▶ The task
Nothing is needed except the lines below that run from the one with "Target: red ball ornament with green top" through the one with "Where can the white icing zigzag", repeated exactly.

Dataset entries
----

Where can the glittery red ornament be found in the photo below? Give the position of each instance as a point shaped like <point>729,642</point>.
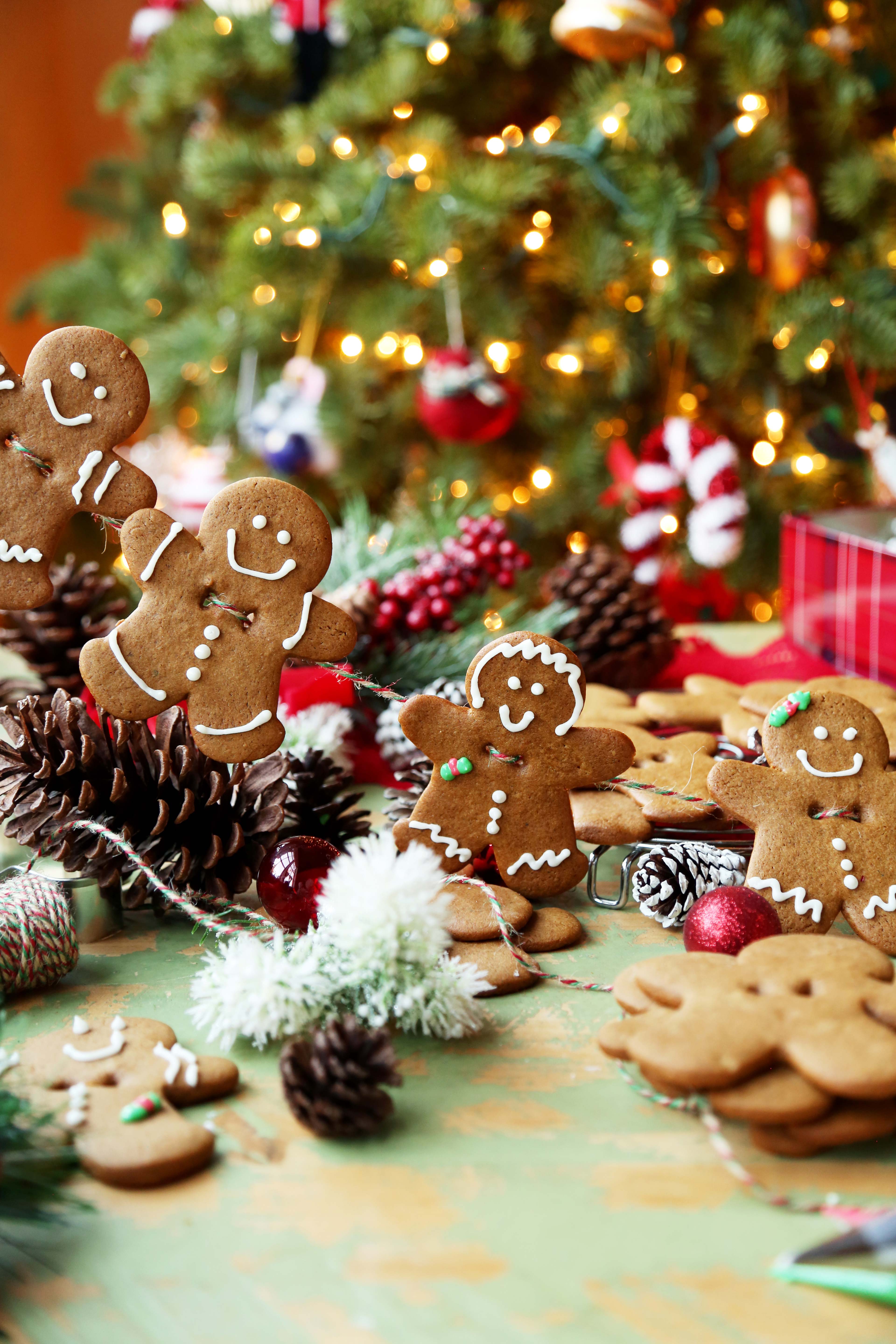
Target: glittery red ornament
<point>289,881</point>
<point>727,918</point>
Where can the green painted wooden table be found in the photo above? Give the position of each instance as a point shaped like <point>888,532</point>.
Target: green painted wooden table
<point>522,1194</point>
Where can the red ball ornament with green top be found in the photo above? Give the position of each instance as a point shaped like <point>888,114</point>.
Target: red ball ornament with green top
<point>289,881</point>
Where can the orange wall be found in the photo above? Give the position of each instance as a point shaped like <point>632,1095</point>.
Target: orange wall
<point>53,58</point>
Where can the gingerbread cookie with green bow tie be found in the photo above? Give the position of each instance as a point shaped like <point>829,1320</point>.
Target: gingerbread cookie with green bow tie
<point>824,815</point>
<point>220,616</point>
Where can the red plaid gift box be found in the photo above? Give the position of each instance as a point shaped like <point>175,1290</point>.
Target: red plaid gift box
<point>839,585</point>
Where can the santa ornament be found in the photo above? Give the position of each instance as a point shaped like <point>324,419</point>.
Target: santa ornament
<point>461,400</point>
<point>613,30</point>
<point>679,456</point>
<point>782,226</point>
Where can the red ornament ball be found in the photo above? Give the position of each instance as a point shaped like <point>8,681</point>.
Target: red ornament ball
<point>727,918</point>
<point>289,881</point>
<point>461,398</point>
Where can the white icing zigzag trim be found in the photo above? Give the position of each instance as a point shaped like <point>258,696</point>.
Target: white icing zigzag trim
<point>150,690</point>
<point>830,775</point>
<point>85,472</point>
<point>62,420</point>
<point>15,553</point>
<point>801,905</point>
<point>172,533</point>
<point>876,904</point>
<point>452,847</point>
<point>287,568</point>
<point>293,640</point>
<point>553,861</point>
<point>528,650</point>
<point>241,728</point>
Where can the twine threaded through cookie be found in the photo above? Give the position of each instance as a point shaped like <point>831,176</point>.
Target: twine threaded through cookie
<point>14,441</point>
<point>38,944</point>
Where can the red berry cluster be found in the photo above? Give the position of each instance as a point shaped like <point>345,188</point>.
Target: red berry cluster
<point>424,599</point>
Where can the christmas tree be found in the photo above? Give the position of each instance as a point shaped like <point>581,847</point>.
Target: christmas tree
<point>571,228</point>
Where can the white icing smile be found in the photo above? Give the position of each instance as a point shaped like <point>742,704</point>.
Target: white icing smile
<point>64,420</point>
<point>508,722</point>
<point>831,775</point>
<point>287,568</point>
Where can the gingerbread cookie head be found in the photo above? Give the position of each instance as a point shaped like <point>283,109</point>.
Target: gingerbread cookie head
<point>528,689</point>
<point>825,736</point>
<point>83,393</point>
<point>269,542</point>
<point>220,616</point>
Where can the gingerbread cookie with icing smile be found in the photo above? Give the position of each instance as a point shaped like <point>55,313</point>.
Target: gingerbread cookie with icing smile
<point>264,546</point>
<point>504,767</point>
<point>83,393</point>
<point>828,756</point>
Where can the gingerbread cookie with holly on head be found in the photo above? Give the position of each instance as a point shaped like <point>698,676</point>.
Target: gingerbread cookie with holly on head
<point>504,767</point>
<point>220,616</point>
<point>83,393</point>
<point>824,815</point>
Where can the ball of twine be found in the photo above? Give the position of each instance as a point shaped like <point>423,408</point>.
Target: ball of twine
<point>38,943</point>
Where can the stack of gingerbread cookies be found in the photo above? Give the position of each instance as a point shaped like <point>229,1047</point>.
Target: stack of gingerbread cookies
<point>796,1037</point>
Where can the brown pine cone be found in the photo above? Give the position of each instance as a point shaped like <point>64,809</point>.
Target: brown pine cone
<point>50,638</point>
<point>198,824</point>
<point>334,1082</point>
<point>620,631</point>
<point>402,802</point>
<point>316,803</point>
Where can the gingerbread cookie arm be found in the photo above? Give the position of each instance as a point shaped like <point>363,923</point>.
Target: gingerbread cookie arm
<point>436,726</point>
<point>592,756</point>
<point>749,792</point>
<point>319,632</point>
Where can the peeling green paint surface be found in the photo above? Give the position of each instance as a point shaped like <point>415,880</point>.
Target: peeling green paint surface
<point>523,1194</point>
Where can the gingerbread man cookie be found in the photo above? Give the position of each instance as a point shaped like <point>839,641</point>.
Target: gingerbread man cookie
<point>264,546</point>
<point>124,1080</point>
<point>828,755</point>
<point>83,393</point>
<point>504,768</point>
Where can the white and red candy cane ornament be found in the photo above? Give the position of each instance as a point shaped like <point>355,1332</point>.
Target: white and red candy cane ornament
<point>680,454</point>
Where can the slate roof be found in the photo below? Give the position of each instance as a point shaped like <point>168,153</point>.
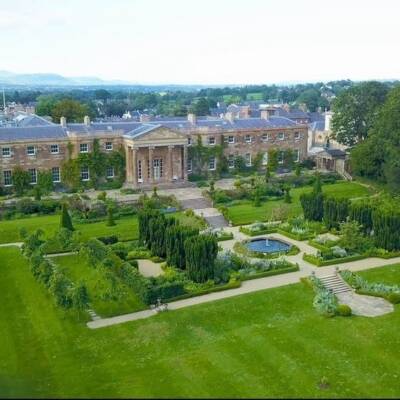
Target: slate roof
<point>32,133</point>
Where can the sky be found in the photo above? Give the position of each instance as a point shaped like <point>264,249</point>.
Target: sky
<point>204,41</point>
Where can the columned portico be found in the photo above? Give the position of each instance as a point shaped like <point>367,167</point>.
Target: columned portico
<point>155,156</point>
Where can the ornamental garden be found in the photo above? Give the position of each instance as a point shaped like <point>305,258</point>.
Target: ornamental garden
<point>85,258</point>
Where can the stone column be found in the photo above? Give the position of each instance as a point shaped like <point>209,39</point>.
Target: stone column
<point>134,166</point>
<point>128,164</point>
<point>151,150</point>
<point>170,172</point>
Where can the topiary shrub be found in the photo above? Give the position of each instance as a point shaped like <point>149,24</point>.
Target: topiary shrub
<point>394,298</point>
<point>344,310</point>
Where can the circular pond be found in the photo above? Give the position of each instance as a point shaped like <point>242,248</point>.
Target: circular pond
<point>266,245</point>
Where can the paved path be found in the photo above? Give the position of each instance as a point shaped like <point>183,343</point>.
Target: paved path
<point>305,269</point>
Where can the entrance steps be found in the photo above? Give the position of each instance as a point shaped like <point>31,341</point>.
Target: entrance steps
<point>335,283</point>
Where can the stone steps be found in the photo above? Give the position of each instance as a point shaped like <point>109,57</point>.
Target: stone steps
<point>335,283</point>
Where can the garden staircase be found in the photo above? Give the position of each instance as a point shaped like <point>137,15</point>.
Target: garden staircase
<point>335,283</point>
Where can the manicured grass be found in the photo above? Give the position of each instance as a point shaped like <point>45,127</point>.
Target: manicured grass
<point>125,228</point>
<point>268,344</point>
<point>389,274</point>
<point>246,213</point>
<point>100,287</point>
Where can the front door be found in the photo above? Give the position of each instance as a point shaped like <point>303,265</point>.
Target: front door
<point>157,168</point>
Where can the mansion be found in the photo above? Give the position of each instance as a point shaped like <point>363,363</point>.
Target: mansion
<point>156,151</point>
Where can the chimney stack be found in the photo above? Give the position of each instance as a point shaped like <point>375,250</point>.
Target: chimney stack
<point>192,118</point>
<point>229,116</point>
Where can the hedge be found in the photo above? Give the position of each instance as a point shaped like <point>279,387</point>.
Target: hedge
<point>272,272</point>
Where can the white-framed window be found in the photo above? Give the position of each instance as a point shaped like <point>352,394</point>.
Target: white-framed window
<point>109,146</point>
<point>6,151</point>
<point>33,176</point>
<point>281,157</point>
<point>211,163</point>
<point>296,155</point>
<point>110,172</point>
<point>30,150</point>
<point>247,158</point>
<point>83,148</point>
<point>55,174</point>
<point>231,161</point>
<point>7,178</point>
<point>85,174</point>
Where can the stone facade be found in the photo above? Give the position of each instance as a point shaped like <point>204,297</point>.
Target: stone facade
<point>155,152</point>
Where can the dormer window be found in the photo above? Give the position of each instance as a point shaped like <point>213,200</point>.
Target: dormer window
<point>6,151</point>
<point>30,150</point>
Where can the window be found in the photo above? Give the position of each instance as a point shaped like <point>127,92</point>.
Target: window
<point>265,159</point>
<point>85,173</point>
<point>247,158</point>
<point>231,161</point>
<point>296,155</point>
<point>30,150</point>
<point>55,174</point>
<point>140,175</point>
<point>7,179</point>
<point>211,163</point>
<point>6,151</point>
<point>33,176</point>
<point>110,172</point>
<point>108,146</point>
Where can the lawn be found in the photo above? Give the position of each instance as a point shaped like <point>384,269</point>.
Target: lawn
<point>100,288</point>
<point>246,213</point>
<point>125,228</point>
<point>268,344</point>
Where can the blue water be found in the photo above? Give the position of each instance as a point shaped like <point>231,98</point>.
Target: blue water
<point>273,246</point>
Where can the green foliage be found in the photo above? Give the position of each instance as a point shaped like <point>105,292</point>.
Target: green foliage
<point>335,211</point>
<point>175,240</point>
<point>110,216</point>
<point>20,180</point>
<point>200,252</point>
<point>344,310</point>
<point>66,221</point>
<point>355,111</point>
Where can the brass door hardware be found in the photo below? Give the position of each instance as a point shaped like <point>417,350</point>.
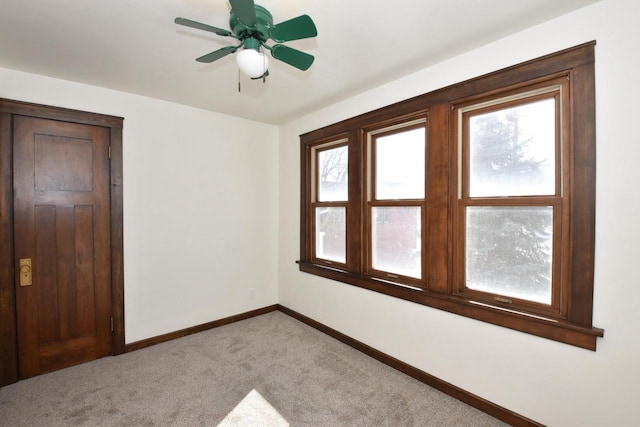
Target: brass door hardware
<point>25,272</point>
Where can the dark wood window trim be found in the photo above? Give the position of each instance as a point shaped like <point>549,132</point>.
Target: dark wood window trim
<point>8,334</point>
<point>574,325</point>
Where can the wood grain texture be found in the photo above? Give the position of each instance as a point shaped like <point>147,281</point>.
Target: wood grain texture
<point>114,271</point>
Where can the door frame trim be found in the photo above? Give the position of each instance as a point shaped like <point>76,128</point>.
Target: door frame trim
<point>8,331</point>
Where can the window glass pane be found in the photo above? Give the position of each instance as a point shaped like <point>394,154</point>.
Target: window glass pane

----

▶ Solution to the problem
Target: red ball ornament with green top
<point>289,881</point>
Where can the orange wall be found in the photo above? Give the position of each instance as a point shaped like <point>632,1095</point>.
Target: orange wall
<point>53,58</point>
Where can the gingerbread cookie with green bow tie be found in the photo above? Give the position of each instance as a point shaped like <point>829,1320</point>.
Target: gingerbread cookie with green bow tie
<point>824,815</point>
<point>220,616</point>
Where can the red plaid gift box be found in the photo above? Give the position of each instance as a point shaped like <point>175,1290</point>.
Target: red plaid gift box
<point>839,585</point>
Where can the santa ornament be found in the photo above? Give the position of each instance as a point shaped like <point>324,419</point>.
Target: santa ornament
<point>461,400</point>
<point>613,30</point>
<point>679,456</point>
<point>782,226</point>
Where can the red ornament ball be found in the photo above? Give the position of each instance as a point shaped like <point>8,681</point>.
Target: red ornament ball
<point>727,918</point>
<point>289,881</point>
<point>461,398</point>
Where can the white icing zigzag trim be found in the photo above? Give the position of each instance as a point shaped like <point>258,696</point>.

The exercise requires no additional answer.